Data under study:
▼

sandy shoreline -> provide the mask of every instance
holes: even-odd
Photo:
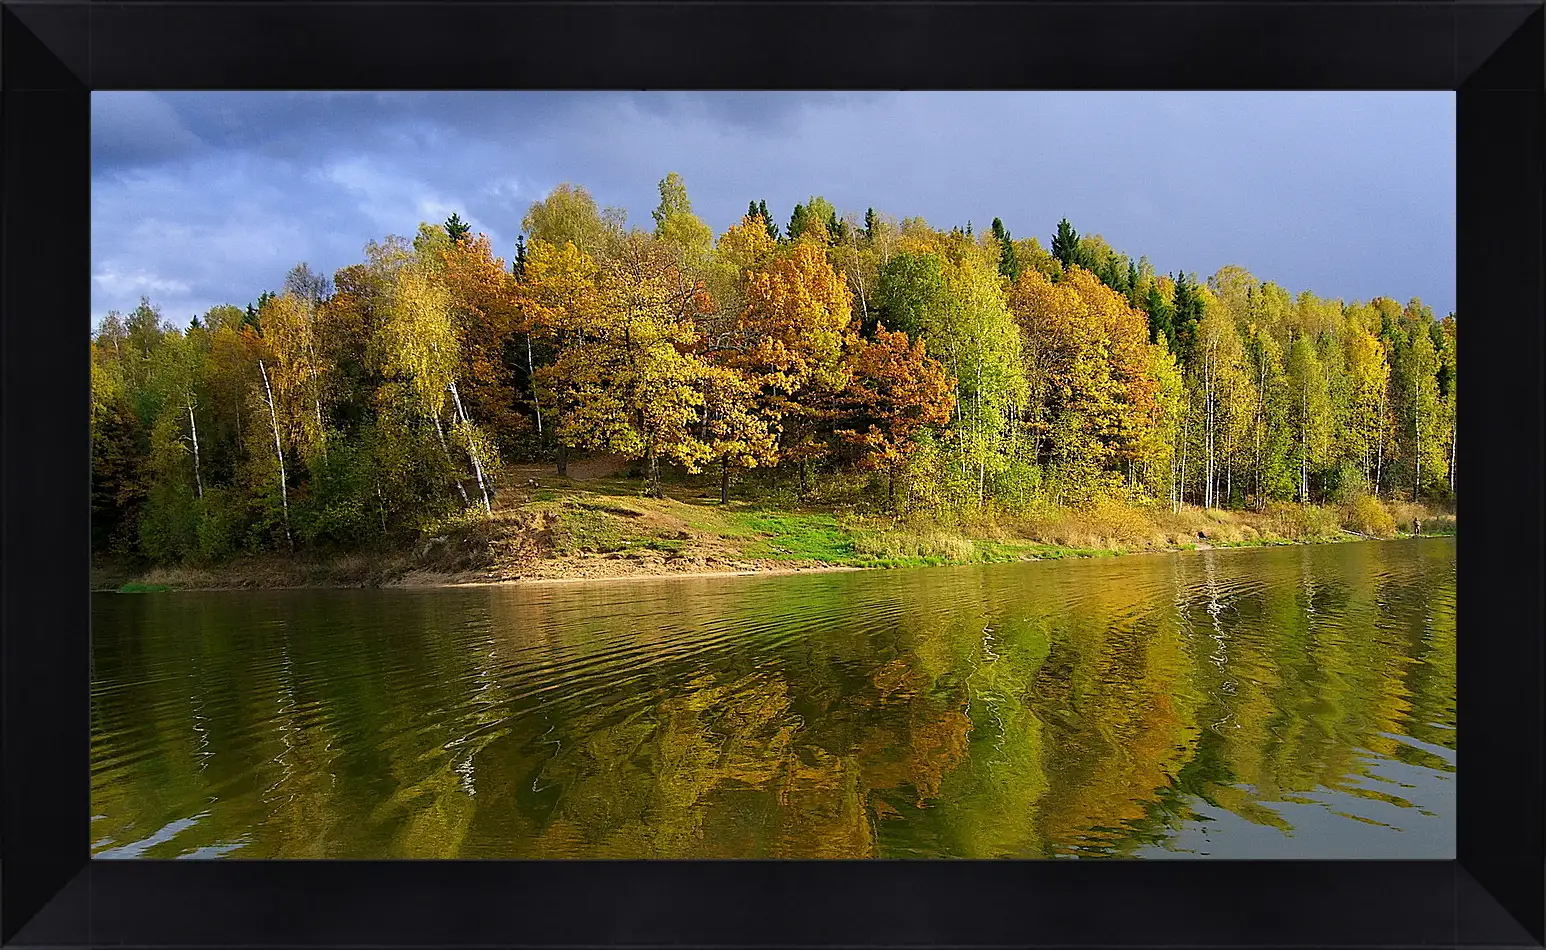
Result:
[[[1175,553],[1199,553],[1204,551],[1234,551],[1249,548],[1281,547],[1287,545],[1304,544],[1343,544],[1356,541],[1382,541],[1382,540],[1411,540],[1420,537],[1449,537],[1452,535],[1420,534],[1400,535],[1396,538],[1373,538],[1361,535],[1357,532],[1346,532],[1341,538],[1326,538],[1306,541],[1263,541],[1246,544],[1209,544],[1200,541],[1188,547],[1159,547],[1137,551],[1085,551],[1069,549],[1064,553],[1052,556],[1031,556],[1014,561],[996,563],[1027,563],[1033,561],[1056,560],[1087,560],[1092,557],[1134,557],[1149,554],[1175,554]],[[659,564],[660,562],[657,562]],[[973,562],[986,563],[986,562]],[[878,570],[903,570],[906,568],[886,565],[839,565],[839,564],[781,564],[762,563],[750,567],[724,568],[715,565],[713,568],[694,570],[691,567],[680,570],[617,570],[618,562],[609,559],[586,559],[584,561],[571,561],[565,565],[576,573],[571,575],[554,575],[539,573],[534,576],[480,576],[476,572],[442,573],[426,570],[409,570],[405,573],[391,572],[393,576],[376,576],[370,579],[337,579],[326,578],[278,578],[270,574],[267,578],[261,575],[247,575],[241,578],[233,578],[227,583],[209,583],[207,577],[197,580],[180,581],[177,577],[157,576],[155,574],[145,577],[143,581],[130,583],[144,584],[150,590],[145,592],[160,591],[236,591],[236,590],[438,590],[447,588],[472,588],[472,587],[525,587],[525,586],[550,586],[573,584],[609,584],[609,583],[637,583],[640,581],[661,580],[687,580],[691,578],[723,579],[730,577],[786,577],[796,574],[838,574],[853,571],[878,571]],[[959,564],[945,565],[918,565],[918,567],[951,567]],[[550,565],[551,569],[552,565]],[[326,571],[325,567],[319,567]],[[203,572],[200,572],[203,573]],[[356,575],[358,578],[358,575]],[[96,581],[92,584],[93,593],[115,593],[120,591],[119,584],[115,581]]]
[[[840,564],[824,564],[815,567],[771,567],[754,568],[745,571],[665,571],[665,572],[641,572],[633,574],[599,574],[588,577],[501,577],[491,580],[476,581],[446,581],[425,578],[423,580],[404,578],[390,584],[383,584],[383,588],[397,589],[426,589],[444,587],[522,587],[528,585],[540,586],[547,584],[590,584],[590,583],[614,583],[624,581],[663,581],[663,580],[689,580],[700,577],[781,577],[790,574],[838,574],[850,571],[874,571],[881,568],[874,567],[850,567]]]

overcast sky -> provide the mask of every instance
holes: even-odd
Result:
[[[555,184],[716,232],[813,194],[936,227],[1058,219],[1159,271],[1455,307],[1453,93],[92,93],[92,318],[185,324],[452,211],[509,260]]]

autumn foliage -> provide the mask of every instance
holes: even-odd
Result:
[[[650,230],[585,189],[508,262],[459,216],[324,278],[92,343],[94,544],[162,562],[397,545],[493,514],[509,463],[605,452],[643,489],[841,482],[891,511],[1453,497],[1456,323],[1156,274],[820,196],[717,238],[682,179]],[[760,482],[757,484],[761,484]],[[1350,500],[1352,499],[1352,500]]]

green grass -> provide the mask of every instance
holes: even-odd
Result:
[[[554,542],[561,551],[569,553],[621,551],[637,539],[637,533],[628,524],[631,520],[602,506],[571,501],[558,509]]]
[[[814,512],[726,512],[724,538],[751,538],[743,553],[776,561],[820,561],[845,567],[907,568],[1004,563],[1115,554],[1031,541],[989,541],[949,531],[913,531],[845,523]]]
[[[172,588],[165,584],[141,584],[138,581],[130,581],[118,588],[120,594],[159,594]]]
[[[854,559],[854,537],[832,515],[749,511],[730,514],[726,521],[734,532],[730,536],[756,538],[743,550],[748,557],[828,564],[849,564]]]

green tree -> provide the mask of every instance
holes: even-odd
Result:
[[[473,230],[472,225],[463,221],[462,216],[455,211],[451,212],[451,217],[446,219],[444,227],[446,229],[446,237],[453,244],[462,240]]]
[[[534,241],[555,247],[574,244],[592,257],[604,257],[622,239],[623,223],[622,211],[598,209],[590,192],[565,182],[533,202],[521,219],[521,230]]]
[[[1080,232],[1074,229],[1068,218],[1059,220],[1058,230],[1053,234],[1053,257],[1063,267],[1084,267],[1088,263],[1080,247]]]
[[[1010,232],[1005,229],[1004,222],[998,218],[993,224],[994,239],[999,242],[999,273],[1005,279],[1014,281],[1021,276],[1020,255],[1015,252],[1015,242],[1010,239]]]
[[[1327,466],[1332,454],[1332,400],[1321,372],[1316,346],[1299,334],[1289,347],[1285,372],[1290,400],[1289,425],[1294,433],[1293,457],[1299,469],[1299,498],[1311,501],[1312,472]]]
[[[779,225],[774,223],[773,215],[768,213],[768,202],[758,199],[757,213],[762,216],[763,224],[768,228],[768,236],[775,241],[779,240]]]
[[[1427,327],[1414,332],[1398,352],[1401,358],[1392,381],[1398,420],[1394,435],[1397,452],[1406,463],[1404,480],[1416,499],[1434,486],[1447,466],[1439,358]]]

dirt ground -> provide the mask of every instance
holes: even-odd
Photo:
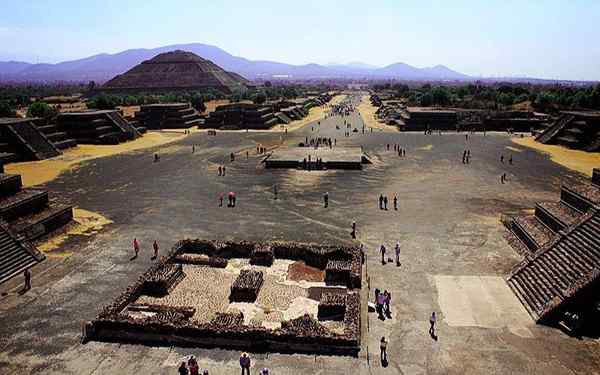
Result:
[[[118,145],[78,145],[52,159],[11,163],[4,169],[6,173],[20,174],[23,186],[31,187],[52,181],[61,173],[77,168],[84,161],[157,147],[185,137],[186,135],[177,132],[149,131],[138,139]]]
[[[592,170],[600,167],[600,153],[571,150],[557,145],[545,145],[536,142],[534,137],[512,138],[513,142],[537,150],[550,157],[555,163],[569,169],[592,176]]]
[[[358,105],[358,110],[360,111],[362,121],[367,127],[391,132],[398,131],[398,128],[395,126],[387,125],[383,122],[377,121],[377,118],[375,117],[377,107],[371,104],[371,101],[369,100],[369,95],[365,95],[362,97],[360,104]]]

▲

Description of the task:
The response must contain every line from the listing above in which the string "mask" appears.

Task response:
sandy shoreline -> provide the mask of every instance
overcast sky -> provide the mask of every instance
autumn foliage -> provide the mask of every instance
green grass -> provide the mask of every instance
green tree -> provide the mask of every instance
dirt ground -> provide the mask of every instance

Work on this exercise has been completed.